**Exercise aim:** The lines to copy are those in the records below that hold the word "naming".

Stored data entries
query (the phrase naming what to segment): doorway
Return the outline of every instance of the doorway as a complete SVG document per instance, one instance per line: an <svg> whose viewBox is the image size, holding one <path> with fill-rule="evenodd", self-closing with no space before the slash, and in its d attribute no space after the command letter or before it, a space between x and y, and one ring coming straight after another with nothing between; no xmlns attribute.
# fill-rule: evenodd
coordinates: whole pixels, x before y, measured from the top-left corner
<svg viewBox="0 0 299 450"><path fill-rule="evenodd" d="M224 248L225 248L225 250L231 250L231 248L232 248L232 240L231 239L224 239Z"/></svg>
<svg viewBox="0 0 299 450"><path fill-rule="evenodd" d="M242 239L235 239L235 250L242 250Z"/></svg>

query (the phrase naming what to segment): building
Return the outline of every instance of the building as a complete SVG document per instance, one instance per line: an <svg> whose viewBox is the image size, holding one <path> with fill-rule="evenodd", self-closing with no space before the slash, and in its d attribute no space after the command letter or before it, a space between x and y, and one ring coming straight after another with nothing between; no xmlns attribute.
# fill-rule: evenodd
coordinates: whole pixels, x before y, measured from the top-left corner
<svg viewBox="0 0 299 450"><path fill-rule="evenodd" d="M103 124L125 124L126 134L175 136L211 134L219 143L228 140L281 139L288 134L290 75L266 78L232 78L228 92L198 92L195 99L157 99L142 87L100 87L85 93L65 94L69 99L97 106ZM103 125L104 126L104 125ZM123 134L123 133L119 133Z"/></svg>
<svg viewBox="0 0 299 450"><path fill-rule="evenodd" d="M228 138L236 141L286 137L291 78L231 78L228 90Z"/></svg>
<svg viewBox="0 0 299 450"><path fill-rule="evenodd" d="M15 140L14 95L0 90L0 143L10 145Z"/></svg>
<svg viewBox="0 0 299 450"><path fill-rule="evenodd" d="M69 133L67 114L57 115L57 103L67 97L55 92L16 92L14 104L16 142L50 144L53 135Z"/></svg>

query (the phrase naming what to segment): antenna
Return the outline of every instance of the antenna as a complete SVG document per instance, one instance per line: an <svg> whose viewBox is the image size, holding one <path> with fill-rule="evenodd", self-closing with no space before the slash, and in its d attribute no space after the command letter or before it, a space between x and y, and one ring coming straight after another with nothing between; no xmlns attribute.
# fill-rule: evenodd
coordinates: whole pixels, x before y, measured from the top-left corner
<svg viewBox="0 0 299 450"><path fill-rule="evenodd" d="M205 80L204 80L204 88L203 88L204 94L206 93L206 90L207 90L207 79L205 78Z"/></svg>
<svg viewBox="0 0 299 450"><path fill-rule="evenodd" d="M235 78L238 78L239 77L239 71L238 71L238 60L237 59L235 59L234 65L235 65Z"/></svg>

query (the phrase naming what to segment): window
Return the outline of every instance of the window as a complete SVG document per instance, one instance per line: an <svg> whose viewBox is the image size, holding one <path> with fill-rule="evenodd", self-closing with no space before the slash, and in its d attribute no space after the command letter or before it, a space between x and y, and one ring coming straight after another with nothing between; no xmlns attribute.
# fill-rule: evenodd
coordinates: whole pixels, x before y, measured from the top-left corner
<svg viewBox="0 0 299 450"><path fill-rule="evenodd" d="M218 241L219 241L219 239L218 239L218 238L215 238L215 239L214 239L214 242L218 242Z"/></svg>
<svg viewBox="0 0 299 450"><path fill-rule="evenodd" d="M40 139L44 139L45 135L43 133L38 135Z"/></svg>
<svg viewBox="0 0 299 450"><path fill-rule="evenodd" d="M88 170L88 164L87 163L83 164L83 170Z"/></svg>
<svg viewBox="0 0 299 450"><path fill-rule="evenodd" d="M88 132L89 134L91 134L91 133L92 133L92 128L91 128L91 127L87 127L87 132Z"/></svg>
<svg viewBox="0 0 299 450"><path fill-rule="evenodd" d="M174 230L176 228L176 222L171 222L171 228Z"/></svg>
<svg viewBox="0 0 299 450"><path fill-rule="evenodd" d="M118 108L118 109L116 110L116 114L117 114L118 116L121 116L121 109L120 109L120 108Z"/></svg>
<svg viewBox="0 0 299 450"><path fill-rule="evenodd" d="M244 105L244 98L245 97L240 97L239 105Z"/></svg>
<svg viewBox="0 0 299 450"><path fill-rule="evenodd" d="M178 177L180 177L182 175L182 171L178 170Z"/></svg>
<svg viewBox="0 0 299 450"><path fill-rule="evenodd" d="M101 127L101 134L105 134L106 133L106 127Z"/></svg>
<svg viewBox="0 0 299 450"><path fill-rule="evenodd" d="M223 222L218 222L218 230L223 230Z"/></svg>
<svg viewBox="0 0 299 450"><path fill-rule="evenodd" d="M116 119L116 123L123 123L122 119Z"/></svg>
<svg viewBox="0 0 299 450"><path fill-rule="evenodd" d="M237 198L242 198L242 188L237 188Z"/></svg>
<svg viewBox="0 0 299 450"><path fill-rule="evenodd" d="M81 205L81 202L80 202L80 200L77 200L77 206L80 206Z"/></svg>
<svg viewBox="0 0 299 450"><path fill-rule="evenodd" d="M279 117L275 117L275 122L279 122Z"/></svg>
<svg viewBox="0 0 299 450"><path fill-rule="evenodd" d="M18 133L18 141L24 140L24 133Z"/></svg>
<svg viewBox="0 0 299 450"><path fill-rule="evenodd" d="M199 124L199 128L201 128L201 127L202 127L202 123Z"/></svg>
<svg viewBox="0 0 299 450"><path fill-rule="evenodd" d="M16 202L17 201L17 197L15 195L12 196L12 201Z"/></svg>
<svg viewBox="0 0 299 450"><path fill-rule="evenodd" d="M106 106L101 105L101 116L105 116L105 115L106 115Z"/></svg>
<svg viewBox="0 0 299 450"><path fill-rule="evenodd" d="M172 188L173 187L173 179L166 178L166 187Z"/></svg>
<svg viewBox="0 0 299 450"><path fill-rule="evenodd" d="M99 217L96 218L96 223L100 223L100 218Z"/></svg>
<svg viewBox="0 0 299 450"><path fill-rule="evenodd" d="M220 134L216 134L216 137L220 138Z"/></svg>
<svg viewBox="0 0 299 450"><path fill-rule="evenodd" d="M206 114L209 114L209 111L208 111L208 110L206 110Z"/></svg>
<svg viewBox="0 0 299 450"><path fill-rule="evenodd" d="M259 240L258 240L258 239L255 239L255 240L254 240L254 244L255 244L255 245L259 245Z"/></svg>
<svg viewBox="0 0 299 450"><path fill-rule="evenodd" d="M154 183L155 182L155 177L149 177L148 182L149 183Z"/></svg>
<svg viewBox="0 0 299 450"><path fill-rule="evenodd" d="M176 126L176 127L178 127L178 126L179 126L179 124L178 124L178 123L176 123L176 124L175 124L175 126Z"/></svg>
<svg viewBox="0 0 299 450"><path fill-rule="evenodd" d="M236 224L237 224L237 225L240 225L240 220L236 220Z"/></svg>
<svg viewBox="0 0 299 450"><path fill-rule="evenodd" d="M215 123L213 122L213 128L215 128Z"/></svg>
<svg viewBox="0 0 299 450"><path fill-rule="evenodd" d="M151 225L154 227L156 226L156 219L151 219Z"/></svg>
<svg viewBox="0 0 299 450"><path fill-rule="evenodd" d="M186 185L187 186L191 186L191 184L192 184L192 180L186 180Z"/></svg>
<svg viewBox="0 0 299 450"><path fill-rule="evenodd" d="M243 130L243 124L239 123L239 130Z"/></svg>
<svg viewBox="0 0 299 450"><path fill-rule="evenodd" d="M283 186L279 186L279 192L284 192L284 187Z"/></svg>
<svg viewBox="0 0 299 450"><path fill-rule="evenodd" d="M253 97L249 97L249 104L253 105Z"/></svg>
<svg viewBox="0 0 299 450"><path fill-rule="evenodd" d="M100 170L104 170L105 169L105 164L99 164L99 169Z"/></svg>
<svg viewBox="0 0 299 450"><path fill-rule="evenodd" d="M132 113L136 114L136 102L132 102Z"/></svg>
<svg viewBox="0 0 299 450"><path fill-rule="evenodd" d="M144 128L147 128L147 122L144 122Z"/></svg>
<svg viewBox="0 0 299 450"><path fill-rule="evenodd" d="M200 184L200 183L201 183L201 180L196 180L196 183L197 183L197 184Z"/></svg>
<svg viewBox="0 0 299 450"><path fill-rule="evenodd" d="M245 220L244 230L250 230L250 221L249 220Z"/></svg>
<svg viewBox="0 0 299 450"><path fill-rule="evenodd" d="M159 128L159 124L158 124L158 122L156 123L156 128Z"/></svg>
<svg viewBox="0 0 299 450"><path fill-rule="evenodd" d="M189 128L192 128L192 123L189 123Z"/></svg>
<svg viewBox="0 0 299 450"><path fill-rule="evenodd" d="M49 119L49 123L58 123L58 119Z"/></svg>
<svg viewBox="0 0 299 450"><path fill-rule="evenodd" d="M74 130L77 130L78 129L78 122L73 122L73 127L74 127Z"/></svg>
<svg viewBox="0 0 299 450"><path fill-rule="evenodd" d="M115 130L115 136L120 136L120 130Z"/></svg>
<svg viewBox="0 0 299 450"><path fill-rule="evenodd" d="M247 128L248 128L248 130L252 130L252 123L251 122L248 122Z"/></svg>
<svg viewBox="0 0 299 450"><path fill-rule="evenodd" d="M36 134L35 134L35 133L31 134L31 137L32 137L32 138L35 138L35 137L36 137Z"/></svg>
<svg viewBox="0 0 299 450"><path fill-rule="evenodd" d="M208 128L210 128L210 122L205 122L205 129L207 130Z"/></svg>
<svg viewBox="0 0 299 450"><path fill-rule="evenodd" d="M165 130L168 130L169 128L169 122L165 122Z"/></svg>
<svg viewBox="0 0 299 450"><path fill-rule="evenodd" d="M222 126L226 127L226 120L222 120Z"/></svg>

**Completed exercise:**
query (the phrase naming what to segment): doorway
query (the phrase naming what to segment): building
query (the phrase naming what to segment): antenna
query (the phrase naming what to segment): window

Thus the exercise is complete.